(Entries taken from a collection)
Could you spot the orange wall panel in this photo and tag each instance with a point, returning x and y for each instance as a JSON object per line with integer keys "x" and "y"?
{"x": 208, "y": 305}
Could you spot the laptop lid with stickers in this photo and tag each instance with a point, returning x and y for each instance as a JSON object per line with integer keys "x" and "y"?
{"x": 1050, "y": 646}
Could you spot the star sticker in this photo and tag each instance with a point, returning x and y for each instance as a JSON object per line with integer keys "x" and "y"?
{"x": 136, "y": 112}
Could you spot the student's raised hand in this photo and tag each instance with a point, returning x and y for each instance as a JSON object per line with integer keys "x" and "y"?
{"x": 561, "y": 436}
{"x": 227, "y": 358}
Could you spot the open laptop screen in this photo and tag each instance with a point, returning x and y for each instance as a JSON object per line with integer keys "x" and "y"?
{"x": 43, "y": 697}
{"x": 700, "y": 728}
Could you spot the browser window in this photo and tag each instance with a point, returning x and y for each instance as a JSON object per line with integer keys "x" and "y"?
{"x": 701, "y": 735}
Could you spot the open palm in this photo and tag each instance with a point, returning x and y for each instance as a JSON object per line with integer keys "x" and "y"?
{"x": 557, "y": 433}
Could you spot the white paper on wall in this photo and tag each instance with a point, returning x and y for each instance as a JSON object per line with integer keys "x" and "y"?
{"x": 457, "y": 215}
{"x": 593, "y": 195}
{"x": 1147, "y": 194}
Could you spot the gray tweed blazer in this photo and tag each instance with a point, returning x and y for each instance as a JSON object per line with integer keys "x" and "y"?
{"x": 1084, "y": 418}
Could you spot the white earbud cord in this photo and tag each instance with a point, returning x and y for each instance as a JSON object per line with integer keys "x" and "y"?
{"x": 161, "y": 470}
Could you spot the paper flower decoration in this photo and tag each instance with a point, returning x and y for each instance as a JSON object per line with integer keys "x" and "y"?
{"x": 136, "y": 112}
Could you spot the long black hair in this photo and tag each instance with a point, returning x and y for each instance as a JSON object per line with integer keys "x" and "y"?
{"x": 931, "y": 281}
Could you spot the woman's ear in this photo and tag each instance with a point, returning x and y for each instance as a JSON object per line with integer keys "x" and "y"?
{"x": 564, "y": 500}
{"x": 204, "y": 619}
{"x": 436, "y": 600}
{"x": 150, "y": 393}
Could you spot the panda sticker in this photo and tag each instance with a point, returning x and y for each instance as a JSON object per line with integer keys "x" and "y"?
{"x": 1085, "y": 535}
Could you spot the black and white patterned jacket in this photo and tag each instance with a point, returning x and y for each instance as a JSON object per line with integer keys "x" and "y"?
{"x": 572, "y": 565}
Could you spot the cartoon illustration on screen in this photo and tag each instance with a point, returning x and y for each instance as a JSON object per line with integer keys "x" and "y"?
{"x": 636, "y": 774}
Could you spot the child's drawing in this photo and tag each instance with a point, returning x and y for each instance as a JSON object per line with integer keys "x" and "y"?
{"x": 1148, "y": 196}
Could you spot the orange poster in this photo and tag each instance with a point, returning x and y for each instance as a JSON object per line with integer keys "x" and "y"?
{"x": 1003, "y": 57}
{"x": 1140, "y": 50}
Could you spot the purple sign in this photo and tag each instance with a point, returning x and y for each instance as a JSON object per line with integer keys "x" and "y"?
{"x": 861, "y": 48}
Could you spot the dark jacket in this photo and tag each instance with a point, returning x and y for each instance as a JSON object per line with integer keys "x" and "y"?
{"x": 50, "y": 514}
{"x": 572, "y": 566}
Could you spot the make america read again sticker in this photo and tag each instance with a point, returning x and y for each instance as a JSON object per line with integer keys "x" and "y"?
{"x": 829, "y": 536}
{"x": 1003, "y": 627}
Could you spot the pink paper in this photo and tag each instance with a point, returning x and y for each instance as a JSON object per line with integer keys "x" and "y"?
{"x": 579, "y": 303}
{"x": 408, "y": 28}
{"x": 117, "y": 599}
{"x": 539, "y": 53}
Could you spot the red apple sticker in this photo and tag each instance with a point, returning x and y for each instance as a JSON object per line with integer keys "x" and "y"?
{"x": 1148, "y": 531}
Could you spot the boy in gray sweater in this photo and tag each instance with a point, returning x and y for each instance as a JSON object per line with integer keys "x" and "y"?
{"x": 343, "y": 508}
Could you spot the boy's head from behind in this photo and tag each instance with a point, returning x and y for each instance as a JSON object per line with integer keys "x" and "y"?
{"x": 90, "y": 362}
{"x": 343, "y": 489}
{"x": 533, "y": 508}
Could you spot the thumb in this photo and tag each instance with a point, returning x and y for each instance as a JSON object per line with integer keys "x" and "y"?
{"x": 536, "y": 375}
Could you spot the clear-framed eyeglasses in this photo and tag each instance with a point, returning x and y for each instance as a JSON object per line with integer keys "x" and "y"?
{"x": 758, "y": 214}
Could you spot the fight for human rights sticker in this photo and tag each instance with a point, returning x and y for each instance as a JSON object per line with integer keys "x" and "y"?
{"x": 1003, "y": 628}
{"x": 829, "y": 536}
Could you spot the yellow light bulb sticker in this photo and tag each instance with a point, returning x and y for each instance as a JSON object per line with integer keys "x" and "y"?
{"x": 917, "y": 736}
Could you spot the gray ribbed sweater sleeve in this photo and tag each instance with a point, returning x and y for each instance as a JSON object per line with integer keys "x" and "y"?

=== GOAL ===
Print all of the entries exactly as they appear.

=== TASK OUTPUT ===
Could you spot the orange wall panel in this photo and tag each instance with a point, returning x and y for each instance as a JSON object per line with integer keys "x" and "y"?
{"x": 208, "y": 305}
Could you spot the laptop lid with stickers in this photo and tag each instance with a point, returning x and y for each instance as a JSON object per line with integer keys "x" and "y"?
{"x": 1050, "y": 646}
Could you spot the star sticker in this photo and tag each instance with a point, returning x and y for each instance as a JSON object per line with integer keys "x" and "y"?
{"x": 136, "y": 112}
Could you spot the student's raised hand in this photo and tag each instance with a point, returning x and y for each instance as a JSON object per line with integer keys "x" and "y"?
{"x": 561, "y": 436}
{"x": 227, "y": 358}
Could you spot the open laptop screen in this photo and tag each instance with a point, returning x and y for each instance as a JSON object per line with integer keys "x" and "y"?
{"x": 43, "y": 697}
{"x": 700, "y": 728}
Could you spot the browser window in this photo and tag each instance with a point, returning x and y for each instance as a JSON object per line with integer keys "x" and "y"?
{"x": 701, "y": 735}
Could you spot the open palm in this photo and tag each instance with a point, returning x and y for each instance as a JSON object per line with integer keys "x" and "y"?
{"x": 557, "y": 433}
Could you spot the white paper on wall in this photo and tag each instance with a point, returning x and y for each instance as a JSON object per line with integer keys "x" and "y"?
{"x": 457, "y": 215}
{"x": 593, "y": 195}
{"x": 1147, "y": 194}
Could you spot the gray tweed blazer in this photo and tag each instance with a point, returning x and y for each instance as a JSON object per line with integer keys "x" and "y"?
{"x": 1084, "y": 418}
Could you spot the white earbud cord in this photo and tag each instance with a point, returning x and y for each instance as a JSON object per line with integer keys "x" and "y"?
{"x": 161, "y": 470}
Could you spot the paper flower decoration in this photo and tag each instance with a point, returning x and y for each instance as a JSON object per line with integer keys "x" and "y"?
{"x": 136, "y": 112}
Could you spot the long black hair in this photo and tag each instance with a point, returning x and y for each instance as a JSON object per line with integer keys "x" and "y"?
{"x": 931, "y": 281}
Could you spot the woman's ear in this photo and tag each instance with a point, returning x and y for each instance as a JSON object per line with integer keys "x" and "y"?
{"x": 564, "y": 500}
{"x": 204, "y": 619}
{"x": 436, "y": 600}
{"x": 150, "y": 393}
Could you spot the panda sticker in this photo and tag each instance with a point, returning x and y for each instance as a JSON object per line with integer keys "x" and "y"?
{"x": 1085, "y": 535}
Could you spot the black and white patterned jacket in this photo and tag each instance with a point, returning x and y for each instance as a JSON object per line with integer keys "x" and "y"?
{"x": 572, "y": 565}
Could you spot the cartoon illustration on screen in this photo and tag each instance with a point, returning x and y for each instance as a JSON object per line with integer keys "x" and "y"?
{"x": 636, "y": 774}
Could you spot the child's drawing in this photo and tag each instance with a point, returning x and y for each instance as a JSON object per line with integer keys "x" and "y"?
{"x": 1148, "y": 196}
Could you spot the orange poster in this photo and tag each instance with a point, returning x and y for each instance as a JSON object per line with integer keys "x" and "y"?
{"x": 1003, "y": 57}
{"x": 1140, "y": 50}
Could you spot the purple sign in this photo and tag each instance with a point, returning x and y for each instance as a JSON object per line with integer keys "x" and "y"?
{"x": 861, "y": 48}
Could you spot the dark jacket in this photo and tag each instance with a point, returning x and y for each instance as a JSON object per line with integer keys "x" and "y"?
{"x": 50, "y": 514}
{"x": 572, "y": 566}
Could you spot the make america read again sticker in this photo and tag each instance with a point, returning x and y for each instance as a JSON object per line with integer keys "x" and "y"?
{"x": 829, "y": 536}
{"x": 1003, "y": 627}
Could you spot the pink paper in this photo and tag each instance with a point, returning x and y for each instance as a JSON object per line with integer keys "x" and "y"?
{"x": 579, "y": 303}
{"x": 408, "y": 28}
{"x": 117, "y": 599}
{"x": 539, "y": 53}
Could you spot the red apple sticker in this photo and tag each instance with a point, returning x and y for each instance as a JSON object per line with integer keys "x" and "y"?
{"x": 1148, "y": 531}
Could you spot the boy in gray sweater in this photo and tag each instance with a point, returning x and y for each instance as a JSON object per line with integer keys "x" and "y"?
{"x": 343, "y": 508}
Could you spot the boy's head from behind in this photo and tag each instance with a point, returning x and y for each instance as a JSON object per line with integer keys "x" and "y"?
{"x": 90, "y": 362}
{"x": 343, "y": 489}
{"x": 533, "y": 508}
Could you spot the thumb in this photo and tag each instance with a point, returning x and y for each instance as a JSON object per line with integer keys "x" and "y"?
{"x": 536, "y": 375}
Could you spot the clear-framed eyeglasses in this photo and tag each instance with a point, returning x and y for each instance as a JSON object per line with integer keys "x" and "y"?
{"x": 758, "y": 214}
Could you spot the fight for human rights sticker in this photo and tag each instance with a point, returning x and y for each instance as a JSON object per line with integer keys "x" and "y"?
{"x": 1003, "y": 628}
{"x": 829, "y": 536}
Could you spot the yellow light bulb sticker in this photo and tag each instance with a point, returning x and y for each instance as a JSON object per line with integer keys "x" and "y"?
{"x": 917, "y": 736}
Could you spot the gray ribbed sweater sleeve in this photo and tag each instance with a point, returning x and y for each instance as a JSON object per line with integer keys "x" and "y"?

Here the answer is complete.